--- START OF Source extract ---
@Rayman said:
Surprised you're still working on this. Seems totally stable and blazing fast already...
Reads are good all round for the most part. But I want to get the writes with small buffer also performing better. This'll allow simple rapid data store from large external PSRAM without consuming all of hubRAM in the process.
EDIT: An alternative approach to caching the single writes would be make the filesystem layers, and the driver, aware of PSRAM address space and handle concurrent access with the PSRAM driver so that a small buffer in hubRAM can be used to transfer large bursts to/from a block device without returning to the application level code. This would then eliminate much of the single block writes that are occurring.
@evanh said:
EDIT: I guess that's technically a cache, within the driver, of those single blocks. It'll need to identify matching block numbers, coming from the filesystem layers, for readback and overwrite.
That cache should really just happen in the FS layer (as an option). Maybe it already exists, FatFS has lots of options.
@Rayman said:
Surprised you're still working on this. Seems totally stable and blazing fast already...
Reads are good all round for the most part. But I want to get the writes with small buffer also performing better. This'll allow simple rapid data store from large external PSRAM without consuming all of hubRAM in the process.
EDIT: An alternative approach to caching the single writes would be make the filesystem layers, and the driver, aware of PSRAM address space and handle concurrent access with the PSRAM driver so that a small buffer in hubRAM can be used to transfer large bursts to/from a block device without returning to the application level code. This would then eliminate much of the single block writes that are occurring.
Not 100% sure of that idea. It's probably simpler and more flexible to have the application control where the streaming data is coming from and arrange transfers in/out of PSRAM on its own rather than 100% rely on the filesystem to be aware of all this. If external memory is used, PSRAM access requests can always be overlapped with application work which is a great way to keep COGs active and working in parallel. It doesn't have to block so you could have the application COG transferring something from SD while the PSRAM driver is saving/retrieving the next block for example. Now putting in some hooks that allow preparation of next sectors using ioctls and/or callbacks from the filesystem might be useful however to keep data moving. Will be interesting to see how things evolve there.
Roger, none of that will help. The existing way that FATFS works is it performs a single block write in between each buffer passed to it for writing. If the buffer size is small, for writing out a large file, then there is a ton of single writes that clog up the SD card with lots of busy delays. Now I think about it, an ioctl() sync is performed too. So that would mess with my plans for hiding a cache in the driver part.
Ada's got a point. I've not looked for compile options of this type that might already exist in the other FATFS files.
There is no problem for writing out from hubRAM only. The buffer size is the whole content to be written. Not to mention speed is not needed with less than a mere 500 kB. But for gigabytes of write data it would be a big plus to be able to dump it as fast as the SD card can go. I fully expect added PSRAM to be integral to making this happen.
@evanh said:
Roger, none of that will help. The existing way that FATFS works is it performs a single block write in between each buffer passed to it for writing. If the buffer size is small, for writing out a large file, then there is a ton of single writes that clog up the SD card with lots of busy delays. Now I think about it, an ioctl() sync is performed too. So that would mess with my plans for hiding a cache in the driver part.
--- END OF Source extract ---
--- START OF Material shown ---
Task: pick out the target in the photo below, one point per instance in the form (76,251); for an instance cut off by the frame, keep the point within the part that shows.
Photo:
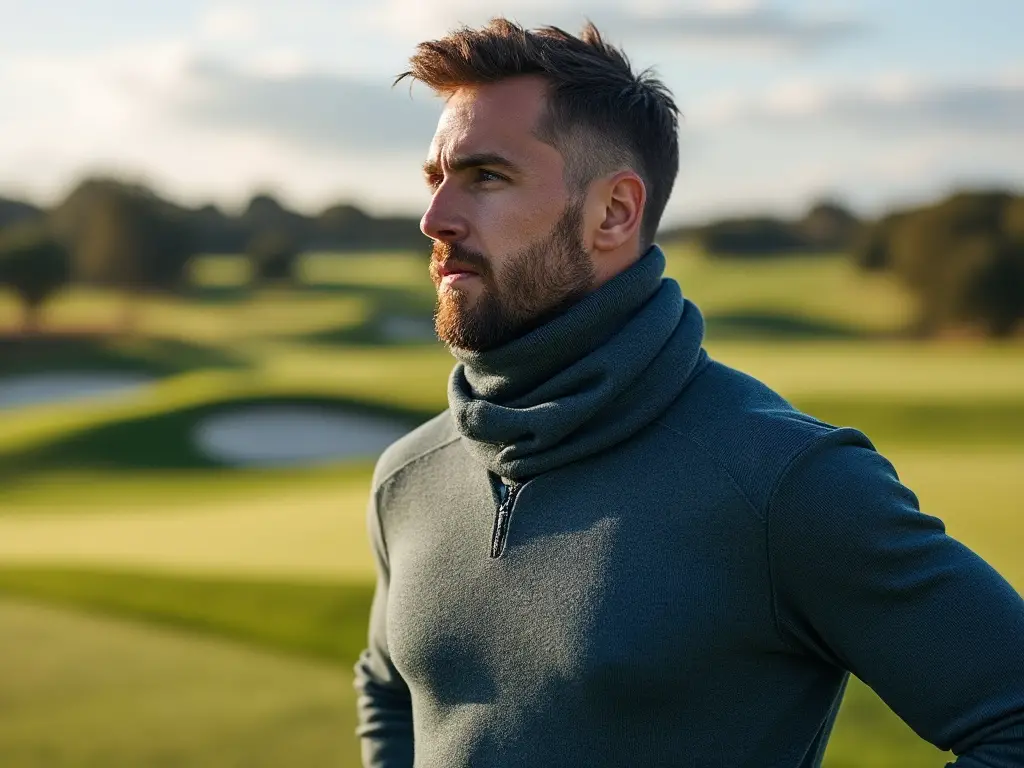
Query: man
(611,550)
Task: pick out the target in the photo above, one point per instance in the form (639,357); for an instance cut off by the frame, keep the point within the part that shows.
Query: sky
(871,102)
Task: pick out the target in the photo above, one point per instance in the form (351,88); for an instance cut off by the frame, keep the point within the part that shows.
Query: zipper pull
(502,515)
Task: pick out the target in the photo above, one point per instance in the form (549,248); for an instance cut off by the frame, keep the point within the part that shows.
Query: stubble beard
(536,285)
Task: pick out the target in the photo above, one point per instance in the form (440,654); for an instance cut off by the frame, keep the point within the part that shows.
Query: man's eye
(484,175)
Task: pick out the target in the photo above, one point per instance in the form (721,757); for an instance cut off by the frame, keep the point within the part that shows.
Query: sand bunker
(282,435)
(60,386)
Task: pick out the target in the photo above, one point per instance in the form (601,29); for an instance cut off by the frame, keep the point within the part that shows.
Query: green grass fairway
(294,530)
(85,691)
(247,590)
(306,619)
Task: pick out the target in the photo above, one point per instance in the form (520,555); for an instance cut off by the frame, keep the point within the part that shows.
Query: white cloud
(894,102)
(228,24)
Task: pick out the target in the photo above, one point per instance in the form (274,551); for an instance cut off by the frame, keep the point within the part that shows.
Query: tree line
(962,257)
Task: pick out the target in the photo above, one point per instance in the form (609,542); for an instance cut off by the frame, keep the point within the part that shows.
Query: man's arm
(865,581)
(385,710)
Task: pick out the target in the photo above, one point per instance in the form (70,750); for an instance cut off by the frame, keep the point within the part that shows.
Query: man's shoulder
(419,443)
(744,427)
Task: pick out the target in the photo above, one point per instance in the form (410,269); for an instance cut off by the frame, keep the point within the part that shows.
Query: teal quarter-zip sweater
(679,568)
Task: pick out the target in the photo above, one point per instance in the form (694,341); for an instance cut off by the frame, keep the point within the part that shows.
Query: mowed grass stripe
(289,532)
(83,690)
(321,621)
(314,620)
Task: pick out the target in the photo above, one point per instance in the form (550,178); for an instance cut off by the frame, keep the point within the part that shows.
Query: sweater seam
(732,480)
(811,442)
(388,477)
(409,462)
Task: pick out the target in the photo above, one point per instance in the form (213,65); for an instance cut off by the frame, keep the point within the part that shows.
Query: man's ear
(624,200)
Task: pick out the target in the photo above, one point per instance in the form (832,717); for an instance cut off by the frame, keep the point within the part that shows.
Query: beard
(536,284)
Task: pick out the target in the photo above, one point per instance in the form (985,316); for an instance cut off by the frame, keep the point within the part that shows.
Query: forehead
(494,118)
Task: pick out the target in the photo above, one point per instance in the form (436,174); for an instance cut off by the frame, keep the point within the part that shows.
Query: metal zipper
(502,515)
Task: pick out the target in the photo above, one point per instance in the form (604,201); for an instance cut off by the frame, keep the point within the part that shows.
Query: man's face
(508,250)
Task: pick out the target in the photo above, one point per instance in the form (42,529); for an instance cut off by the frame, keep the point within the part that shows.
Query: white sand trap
(399,328)
(56,386)
(283,435)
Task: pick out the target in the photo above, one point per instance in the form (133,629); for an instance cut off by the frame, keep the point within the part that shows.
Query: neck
(587,379)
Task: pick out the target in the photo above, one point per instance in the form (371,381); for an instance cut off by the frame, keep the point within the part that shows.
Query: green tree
(963,258)
(34,264)
(124,236)
(273,255)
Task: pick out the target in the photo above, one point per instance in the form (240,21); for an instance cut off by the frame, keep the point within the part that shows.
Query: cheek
(511,219)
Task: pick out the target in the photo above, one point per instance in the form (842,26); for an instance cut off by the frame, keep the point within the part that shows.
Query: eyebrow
(431,167)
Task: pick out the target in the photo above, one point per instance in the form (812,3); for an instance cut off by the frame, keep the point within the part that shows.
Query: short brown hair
(600,115)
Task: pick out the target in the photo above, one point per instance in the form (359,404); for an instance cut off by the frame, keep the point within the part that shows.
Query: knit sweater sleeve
(866,582)
(384,706)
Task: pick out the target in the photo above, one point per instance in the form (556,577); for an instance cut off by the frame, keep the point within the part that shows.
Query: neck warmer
(583,382)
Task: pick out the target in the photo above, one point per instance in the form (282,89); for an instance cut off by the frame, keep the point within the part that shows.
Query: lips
(455,267)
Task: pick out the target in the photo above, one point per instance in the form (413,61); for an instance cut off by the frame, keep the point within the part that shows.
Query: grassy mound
(84,690)
(163,438)
(326,621)
(157,356)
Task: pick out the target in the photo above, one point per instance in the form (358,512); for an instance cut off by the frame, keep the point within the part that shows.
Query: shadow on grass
(775,326)
(380,330)
(90,351)
(996,422)
(322,621)
(165,440)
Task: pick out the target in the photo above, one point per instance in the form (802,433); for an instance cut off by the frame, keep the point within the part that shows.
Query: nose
(441,220)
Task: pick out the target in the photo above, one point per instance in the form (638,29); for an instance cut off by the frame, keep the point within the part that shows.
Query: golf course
(184,569)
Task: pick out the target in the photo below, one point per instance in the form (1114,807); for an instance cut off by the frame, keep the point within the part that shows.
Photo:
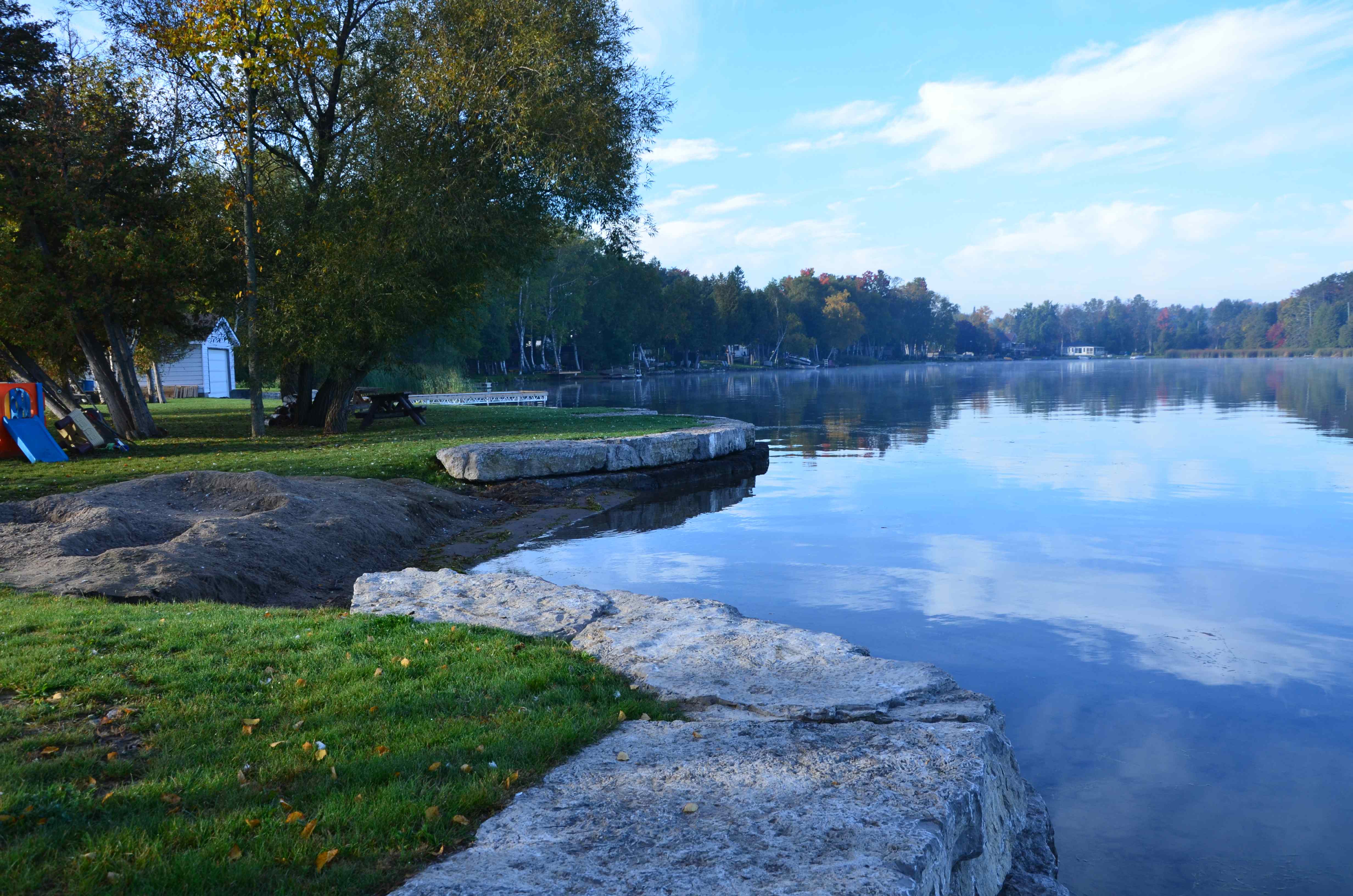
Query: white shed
(209,365)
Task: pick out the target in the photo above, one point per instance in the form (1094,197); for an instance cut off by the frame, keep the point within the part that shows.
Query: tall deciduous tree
(231,52)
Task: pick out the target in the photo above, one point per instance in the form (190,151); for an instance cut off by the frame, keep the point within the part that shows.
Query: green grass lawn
(213,780)
(213,434)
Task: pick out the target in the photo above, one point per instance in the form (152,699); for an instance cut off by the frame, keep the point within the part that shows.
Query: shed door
(218,373)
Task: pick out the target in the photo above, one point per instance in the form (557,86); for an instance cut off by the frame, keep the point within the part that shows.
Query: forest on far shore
(585,308)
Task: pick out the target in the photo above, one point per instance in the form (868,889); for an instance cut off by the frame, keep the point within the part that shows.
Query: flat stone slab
(703,653)
(819,769)
(501,461)
(780,808)
(523,604)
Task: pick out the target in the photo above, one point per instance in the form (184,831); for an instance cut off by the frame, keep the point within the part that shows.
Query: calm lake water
(1149,565)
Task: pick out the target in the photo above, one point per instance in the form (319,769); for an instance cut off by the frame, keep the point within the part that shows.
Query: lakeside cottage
(209,365)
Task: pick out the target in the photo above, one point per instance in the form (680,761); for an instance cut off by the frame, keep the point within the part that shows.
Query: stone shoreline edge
(806,765)
(504,461)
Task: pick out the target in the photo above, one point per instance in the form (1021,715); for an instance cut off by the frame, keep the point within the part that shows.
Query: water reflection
(1145,562)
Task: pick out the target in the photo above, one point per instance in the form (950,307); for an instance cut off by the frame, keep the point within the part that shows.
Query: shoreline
(801,757)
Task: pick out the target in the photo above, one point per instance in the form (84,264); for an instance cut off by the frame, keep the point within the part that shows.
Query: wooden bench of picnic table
(389,405)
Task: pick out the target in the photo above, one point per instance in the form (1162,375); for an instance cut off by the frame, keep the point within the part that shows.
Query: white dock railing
(482,399)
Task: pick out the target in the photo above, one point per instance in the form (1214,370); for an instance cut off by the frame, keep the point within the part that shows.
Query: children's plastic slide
(22,421)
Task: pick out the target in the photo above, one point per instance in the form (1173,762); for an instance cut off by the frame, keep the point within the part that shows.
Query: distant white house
(209,365)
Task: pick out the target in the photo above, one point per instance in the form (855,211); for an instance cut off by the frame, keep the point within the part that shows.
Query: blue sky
(1007,152)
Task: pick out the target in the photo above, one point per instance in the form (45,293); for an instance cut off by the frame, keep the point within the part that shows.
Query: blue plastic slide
(28,430)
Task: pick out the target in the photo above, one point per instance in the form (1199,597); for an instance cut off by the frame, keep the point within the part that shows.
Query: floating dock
(483,399)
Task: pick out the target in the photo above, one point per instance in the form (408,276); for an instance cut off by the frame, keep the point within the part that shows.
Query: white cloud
(856,114)
(733,204)
(676,152)
(839,139)
(1199,69)
(803,233)
(1121,226)
(1205,224)
(1076,152)
(669,33)
(680,195)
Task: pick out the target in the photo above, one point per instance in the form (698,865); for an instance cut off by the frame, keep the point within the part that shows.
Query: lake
(1149,565)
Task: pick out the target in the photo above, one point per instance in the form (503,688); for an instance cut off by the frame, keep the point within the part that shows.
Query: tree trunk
(305,380)
(314,416)
(128,374)
(122,420)
(340,400)
(256,421)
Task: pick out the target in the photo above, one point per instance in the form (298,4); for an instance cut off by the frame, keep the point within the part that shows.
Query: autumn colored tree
(229,52)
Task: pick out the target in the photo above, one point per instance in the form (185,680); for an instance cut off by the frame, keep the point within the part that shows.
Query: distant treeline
(585,308)
(1314,317)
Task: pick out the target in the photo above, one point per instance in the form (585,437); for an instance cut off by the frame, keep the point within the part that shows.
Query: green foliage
(210,434)
(221,711)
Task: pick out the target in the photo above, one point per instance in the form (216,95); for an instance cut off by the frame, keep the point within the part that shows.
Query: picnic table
(386,407)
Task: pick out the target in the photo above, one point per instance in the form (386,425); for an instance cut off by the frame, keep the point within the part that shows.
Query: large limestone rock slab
(705,653)
(501,461)
(852,808)
(523,604)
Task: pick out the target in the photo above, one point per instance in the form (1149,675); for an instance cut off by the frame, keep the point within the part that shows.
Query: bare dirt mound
(241,538)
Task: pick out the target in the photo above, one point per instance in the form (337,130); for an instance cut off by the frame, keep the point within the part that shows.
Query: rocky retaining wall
(804,767)
(501,461)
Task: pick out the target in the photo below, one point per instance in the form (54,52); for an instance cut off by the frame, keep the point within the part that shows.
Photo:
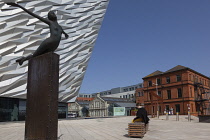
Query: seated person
(141,115)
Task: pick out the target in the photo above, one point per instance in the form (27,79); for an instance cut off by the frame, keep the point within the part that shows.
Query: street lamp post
(157,99)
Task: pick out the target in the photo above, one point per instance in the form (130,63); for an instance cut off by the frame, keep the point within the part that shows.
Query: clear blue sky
(138,37)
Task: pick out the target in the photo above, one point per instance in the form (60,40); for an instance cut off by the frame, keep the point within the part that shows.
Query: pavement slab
(116,128)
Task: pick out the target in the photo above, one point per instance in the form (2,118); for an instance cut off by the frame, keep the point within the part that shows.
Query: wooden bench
(137,129)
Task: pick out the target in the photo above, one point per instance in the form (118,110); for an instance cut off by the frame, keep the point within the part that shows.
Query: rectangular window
(178,78)
(159,93)
(149,83)
(179,92)
(169,94)
(177,107)
(158,81)
(168,80)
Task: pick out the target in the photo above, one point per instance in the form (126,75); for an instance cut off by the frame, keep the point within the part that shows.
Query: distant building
(179,89)
(127,92)
(81,108)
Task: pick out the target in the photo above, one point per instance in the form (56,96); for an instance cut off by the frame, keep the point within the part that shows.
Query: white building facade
(21,34)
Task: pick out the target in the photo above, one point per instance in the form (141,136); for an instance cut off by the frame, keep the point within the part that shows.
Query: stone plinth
(42,98)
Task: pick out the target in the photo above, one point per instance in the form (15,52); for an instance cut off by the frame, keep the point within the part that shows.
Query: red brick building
(179,89)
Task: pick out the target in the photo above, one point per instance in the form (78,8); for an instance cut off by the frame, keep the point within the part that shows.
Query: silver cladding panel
(21,34)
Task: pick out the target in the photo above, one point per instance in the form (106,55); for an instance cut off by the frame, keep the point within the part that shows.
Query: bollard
(189,116)
(177,116)
(167,116)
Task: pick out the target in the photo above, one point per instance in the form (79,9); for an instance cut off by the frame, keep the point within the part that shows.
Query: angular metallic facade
(21,34)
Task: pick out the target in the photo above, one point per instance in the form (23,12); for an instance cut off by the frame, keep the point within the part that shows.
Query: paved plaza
(116,129)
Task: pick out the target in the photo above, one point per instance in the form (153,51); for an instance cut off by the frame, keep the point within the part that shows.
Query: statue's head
(52,16)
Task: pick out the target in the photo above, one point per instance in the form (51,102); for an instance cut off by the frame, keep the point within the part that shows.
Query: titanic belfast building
(21,34)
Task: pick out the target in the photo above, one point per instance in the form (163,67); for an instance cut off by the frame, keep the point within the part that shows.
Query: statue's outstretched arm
(66,35)
(29,12)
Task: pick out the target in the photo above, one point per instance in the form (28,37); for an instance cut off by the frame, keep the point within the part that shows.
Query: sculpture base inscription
(42,98)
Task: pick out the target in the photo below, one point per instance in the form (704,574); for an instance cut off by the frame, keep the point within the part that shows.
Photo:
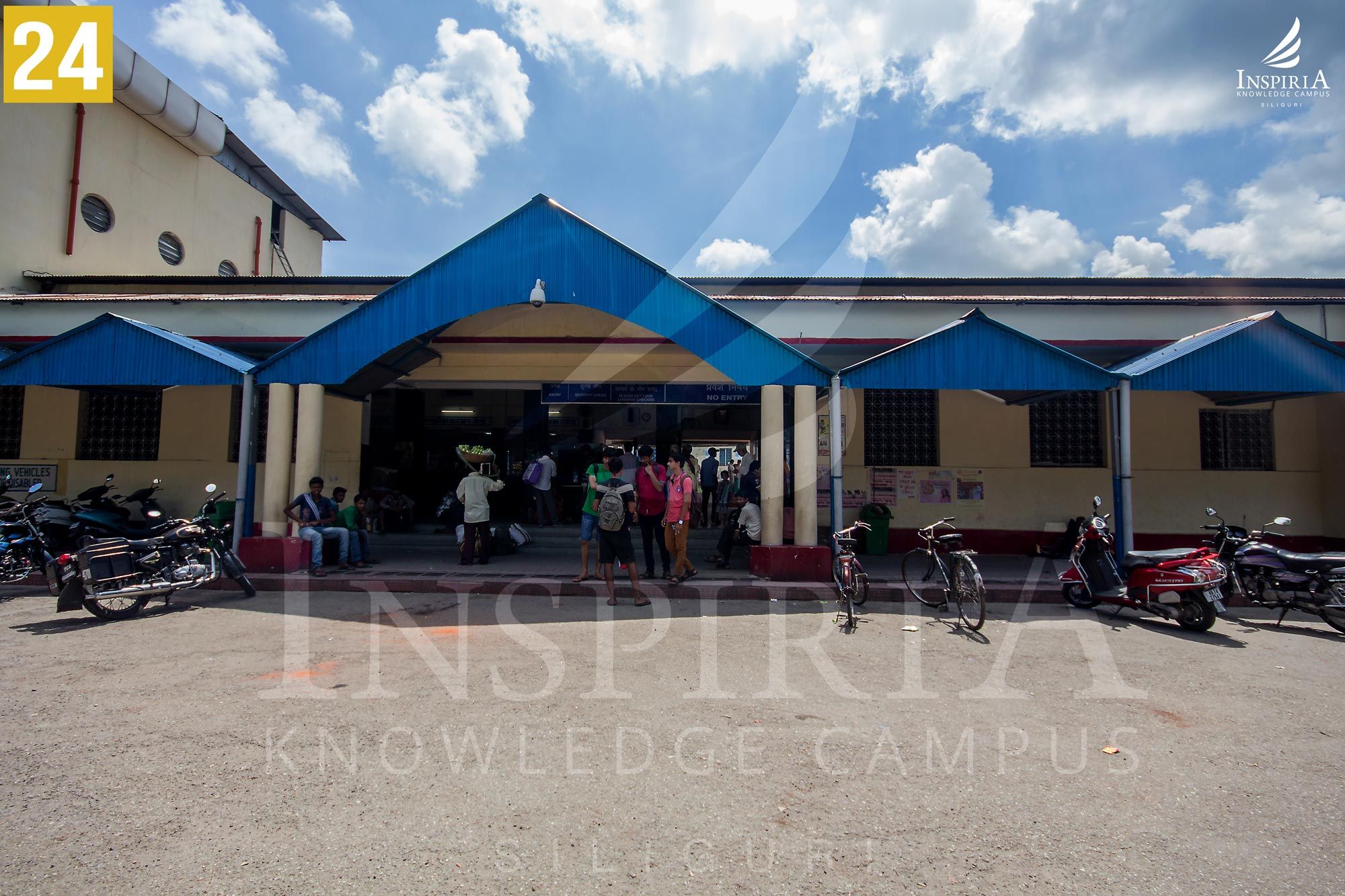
--- END OF Material shown ---
Tasks to complete »
(A) Please restate the part of the SD card write thread that begins at the words "Not 100% sure" and stops after "things evolve there.", substituting "external RAM" for "PSRAM".
(B) According to the SD card write thread, what does FATFS perform in between each buffer passed to it for writing?

Expected results »
(A)
Not 100% sure of that idea. It's probably simpler and more flexible to have the application control where the streaming data is coming from and arrange transfers in/out of external RAM on its own rather than 100% rely on the filesystem to be aware of all this. If external memory is used, external RAM access requests can always be overlapped with application work which is a great way to keep COGs active and working in parallel. It doesn't have to block so you could have the application COG transferring something from SD while the external RAM driver is saving/retrieving the next block for example. Now putting in some hooks that allow preparation of next sectors using ioctls and/or callbacks from the filesystem might be useful however to keep data moving. Will be interesting to see how things evolve there.

(B) A single block write.